*Exercise task:*
Locate the line containing "Can you find the side", then please write out that line and all the lines below it in the entries exactly.

*Data for processing:*
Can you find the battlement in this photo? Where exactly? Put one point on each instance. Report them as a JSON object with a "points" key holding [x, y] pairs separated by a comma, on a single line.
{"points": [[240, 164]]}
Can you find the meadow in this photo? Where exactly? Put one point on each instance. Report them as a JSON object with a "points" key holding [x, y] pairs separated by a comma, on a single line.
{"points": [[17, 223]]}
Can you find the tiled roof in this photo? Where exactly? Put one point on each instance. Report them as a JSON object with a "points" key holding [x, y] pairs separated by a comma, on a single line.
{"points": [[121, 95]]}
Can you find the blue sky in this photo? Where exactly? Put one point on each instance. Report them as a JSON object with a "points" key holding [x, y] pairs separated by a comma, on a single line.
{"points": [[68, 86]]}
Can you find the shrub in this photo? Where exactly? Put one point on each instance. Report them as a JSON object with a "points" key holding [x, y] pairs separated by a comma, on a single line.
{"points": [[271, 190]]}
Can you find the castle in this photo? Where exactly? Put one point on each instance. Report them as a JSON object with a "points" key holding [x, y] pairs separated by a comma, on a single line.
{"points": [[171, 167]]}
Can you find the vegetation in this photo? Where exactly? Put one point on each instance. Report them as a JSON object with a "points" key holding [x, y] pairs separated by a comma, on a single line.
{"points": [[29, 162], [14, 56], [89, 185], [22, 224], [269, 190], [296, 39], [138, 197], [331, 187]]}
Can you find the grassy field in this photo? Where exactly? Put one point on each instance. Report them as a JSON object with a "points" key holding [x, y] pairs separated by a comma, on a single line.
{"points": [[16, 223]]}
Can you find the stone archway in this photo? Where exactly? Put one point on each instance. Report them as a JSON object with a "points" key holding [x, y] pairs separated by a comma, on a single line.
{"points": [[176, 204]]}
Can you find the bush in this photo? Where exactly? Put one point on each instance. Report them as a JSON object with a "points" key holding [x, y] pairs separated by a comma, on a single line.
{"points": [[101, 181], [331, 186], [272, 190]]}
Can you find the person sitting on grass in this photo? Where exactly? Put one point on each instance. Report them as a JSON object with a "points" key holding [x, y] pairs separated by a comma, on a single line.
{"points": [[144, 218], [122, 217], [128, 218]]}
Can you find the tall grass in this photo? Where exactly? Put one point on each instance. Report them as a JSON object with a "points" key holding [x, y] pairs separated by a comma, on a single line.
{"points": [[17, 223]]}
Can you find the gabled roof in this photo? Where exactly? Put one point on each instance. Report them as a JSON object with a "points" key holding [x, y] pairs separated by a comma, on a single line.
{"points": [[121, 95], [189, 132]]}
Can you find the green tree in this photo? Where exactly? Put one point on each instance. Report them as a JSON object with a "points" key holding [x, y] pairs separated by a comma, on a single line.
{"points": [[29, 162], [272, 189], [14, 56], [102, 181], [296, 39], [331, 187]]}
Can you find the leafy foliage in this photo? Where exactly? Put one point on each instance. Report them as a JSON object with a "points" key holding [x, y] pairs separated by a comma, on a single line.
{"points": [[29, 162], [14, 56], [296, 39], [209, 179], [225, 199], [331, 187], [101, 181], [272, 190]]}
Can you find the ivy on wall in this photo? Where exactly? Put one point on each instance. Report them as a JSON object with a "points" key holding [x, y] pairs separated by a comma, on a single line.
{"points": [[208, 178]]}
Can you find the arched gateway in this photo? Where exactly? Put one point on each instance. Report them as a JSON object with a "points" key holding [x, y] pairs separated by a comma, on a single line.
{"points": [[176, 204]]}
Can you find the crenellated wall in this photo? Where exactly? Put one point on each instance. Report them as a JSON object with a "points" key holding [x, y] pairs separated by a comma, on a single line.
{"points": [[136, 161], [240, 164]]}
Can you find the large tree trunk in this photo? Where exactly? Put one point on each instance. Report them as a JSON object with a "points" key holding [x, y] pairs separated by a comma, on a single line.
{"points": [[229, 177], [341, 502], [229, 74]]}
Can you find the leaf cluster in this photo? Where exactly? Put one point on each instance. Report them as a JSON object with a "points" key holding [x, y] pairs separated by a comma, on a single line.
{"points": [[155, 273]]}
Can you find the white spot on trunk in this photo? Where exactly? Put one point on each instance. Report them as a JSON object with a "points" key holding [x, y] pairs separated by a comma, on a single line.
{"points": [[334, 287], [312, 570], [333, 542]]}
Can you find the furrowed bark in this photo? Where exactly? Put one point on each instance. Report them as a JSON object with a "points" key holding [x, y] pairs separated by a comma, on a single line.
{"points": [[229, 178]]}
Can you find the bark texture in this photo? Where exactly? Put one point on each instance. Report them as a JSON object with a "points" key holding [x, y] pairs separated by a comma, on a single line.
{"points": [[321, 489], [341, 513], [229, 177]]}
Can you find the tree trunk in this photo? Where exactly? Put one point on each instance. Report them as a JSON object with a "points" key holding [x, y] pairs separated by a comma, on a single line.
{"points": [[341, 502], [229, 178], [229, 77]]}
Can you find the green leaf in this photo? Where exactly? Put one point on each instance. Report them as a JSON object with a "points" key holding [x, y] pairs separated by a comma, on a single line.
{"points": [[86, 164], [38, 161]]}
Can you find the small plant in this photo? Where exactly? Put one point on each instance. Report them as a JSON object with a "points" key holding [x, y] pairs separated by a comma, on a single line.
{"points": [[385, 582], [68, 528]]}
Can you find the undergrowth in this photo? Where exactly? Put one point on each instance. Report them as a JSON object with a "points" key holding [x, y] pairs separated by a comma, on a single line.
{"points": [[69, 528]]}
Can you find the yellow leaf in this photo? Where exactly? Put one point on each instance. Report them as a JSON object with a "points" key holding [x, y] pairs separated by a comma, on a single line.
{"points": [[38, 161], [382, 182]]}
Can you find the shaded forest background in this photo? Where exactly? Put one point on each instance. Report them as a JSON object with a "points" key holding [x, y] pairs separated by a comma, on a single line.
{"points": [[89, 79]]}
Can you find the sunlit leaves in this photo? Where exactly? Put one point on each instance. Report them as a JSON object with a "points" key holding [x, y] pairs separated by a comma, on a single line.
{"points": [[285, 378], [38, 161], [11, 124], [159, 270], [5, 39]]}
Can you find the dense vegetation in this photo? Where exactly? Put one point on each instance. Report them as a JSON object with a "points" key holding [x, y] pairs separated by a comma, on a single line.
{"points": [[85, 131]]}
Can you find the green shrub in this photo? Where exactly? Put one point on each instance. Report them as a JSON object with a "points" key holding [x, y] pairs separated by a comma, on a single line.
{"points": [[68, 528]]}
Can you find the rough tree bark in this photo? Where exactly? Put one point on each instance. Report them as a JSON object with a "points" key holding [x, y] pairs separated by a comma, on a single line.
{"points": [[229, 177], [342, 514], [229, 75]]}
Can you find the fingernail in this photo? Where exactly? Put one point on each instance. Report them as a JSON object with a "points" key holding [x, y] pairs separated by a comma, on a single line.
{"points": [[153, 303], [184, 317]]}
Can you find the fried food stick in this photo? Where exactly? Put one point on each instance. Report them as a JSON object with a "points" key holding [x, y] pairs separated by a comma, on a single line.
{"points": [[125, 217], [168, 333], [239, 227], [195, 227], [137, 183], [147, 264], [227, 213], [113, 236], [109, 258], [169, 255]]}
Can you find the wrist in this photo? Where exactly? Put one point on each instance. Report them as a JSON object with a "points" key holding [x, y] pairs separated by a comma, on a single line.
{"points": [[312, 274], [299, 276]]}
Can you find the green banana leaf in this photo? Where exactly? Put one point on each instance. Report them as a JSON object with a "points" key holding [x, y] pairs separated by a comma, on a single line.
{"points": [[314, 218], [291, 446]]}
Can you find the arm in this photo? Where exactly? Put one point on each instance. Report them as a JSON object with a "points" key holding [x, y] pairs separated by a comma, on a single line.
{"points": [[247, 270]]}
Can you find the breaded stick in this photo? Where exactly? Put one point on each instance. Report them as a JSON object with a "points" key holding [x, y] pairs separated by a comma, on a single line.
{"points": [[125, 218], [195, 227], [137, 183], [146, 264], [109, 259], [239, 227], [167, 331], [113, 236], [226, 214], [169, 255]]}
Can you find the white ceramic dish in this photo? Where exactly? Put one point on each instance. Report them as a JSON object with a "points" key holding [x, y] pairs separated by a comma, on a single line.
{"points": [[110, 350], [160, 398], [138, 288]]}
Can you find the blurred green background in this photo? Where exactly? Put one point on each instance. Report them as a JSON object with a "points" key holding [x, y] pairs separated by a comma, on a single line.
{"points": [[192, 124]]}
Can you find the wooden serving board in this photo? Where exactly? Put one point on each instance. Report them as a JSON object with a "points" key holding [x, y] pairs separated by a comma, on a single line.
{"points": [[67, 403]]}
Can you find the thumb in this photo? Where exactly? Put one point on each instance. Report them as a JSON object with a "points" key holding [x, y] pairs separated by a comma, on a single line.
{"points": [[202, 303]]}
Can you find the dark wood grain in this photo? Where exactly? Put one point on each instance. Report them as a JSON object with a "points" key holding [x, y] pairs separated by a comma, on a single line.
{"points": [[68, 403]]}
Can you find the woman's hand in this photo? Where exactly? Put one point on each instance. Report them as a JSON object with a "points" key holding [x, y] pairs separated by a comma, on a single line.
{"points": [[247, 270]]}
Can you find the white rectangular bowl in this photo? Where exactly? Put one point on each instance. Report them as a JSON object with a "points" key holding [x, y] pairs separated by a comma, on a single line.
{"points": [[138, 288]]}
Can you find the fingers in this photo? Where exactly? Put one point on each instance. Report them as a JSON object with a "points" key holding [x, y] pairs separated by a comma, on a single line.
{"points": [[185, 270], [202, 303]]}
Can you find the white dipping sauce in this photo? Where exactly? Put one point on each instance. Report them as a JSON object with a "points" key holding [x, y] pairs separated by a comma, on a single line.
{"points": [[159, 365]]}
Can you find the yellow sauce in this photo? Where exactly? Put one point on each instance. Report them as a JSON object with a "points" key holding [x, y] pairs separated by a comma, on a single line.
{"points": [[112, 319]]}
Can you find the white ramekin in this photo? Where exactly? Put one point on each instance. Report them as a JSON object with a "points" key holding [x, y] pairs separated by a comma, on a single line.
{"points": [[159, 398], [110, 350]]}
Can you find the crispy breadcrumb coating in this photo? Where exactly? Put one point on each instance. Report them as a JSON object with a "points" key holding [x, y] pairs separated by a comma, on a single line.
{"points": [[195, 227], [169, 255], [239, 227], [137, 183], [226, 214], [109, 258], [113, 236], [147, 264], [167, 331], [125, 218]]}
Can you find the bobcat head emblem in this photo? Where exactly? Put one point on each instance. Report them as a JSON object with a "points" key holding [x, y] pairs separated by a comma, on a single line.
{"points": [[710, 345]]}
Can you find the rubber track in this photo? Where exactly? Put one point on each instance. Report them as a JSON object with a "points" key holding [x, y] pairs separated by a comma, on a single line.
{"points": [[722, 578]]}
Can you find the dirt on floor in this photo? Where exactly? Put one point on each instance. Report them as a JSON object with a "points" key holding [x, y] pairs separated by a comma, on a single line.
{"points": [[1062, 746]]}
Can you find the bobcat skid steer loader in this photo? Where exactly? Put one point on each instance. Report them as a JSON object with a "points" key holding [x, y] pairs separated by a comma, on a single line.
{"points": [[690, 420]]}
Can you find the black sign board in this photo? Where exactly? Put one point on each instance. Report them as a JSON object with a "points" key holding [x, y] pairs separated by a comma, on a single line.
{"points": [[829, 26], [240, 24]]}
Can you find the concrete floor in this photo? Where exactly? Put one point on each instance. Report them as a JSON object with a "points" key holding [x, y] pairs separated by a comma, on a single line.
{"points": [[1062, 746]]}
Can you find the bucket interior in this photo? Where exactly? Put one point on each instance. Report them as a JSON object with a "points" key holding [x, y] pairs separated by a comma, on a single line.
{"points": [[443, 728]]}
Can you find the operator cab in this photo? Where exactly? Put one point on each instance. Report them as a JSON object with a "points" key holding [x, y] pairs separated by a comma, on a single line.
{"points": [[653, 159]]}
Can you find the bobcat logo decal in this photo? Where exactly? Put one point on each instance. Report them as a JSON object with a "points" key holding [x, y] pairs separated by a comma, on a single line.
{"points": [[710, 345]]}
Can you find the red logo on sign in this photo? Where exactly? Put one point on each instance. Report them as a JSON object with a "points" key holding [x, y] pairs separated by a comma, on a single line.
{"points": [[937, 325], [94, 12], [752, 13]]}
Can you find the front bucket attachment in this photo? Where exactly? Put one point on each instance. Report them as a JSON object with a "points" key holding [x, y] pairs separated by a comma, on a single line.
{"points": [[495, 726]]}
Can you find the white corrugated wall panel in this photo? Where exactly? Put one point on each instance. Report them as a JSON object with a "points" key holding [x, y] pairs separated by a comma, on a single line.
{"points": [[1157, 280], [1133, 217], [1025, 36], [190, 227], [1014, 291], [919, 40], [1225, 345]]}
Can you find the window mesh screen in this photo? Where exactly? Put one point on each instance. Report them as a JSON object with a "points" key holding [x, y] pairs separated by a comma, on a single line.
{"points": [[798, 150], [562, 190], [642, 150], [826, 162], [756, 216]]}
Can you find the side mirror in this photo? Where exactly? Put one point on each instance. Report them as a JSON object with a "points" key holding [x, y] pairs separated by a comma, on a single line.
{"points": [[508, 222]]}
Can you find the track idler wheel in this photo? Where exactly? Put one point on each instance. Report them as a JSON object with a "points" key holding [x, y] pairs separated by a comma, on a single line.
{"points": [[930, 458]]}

*Full answer:*
Can you find the side mirror in this photo? Where exactly? Put one point on each instance. Report them as a JSON object with a "points" key holding [x, y] pairs separated by a comma, on a single line.
{"points": [[508, 222]]}
Can you find the track idler wheel in this photo? Where exactly? Put one point on each instance. Report them as a JSON object with a "points" key holding [x, y] pairs separated by a comma, on a single line.
{"points": [[930, 458]]}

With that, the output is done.